◆ Goal ◆
Write the data out again exactly, dropping any images it holds.

══ Input

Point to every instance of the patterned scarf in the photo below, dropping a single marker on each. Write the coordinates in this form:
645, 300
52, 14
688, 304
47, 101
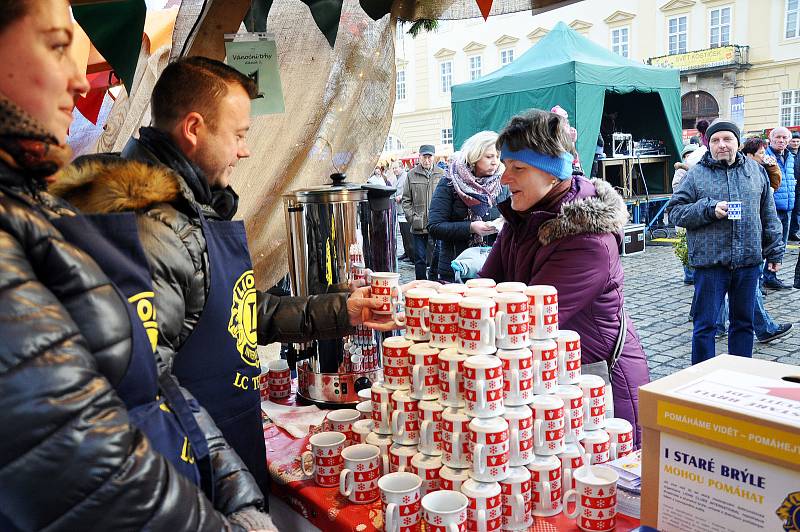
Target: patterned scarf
27, 147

════

◆ Complete answer ◆
Point to every instance of the patterned scarf in the photo below, dropping a single marker on each. Write the coordinates in this form:
645, 300
52, 14
688, 304
47, 101
Target: patterned scarf
27, 147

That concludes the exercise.